-------- Excerto do documento --------
Já sei, dir-me-ão, que
a política, com os ordenados que paga, não dá para enriquecer. Claro que não
dá, toda a gente sabe. Mas o que nem toda a gente imagina é o que dá o status,
o poder de estar ligado a ela, à dita política. Aos que não têm paciência para
esperar, gera dinheiro que até pode ser ocultado na conta offshore de um
qualquer amigo, e aos que tiverem paciência (até nem é preciso muita), podem
vir a ter o mundo a seus pés. Pense-se em percursos que começaram em simples
ministérios, passaram pelas altíssimas instâncias da União Europeia, já vão
agora nas influentes universidades privadas dos EUA e que, amanhã, só terão o
céu como limite.
Senhores do poder, os
políticos fazem amigos facilmente, de preferência amigos empresários, amigos a
quem não se pode negar um favor. Afinal é um pedido de amigo, não é verdade? De
“cunha” em “cunha” o barco vai navegando, fazendo com que os parcos recursos do
País sejam utilizados para incrementar o clientelismo, promover acordos e
ganhar concursos, outrora públicos, hoje muitos dos quais decididos por ajuste
direto. No fim de contas, pergunta-se, mas que mal existe em ser um amigo a
ganhar uma empreitada de obras públicas? Não estará essa empreitada, pelo facto
de ter sido entregue a um bom amigo, em boas mãos? Claro que está, dizem eles
entre si!
No fundo, vistas bem
as coisas, a corrupção até é vantajosa: ganha o empreiteiro, ganham os
trabalhadores do empreiteiro e ganha o político. Ganham todos, pensam eles!
Mas, como nunca podem ganhar todos, é uma utopia, quem perde é o pagador, que é
sempre o dinheiro público, porque no preço do contrato até o suborno costuma
ser incluído. Esta teia de vantagens é sempre tecida sobre regras de jogo que
desviam os recursos das necessidades sociais básicas, cria desigualdades na
distribuição de incentivos e no acesso aos mercados, interfere nos processos
eleitorais e promove e oculta outros crimes, muitos dos quais até de natureza
mais grave.
A ciência jurídica
debate-se com um importante problema, que é também uma interrogação: como é que
deve ser fiscalizado e controlado o exercício do poder público? Sempre defendi
um processo penal garantista, que proíba a obtenção de provas ilícitas e a
aplicação de penas excessivas e não ressocializantes. A realização da justiça
reside num «direito penal mínimo», isto é, em penas adequadas à conduta
criminosa, mas sujeitas a limites.
-------- Dados registados --------
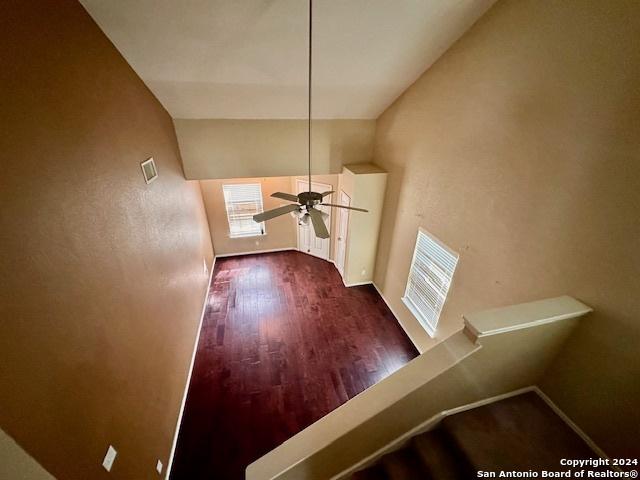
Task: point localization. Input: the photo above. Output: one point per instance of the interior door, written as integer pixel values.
--------
● **Tarefa a realizar**:
Responda a estas perguntas com base no excerto sobre a corrupção política.
(a) Como são hoje decididos muitos dos concursos que outrora eram públicos?
(b) Segundo o excerto, quem perde com a corrupção?
(c) Que tipo de processo penal se afirma ter sempre defendido?
Os dados provêm de outra fonte.

● **Resposta**:
(a) Por ajuste direto.
(b) Perde o pagador, que é sempre o dinheiro público.
(c) Um processo penal garantista, que proíba a obtenção de provas ilícitas e a aplicação de penas excessivas e não ressocializantes.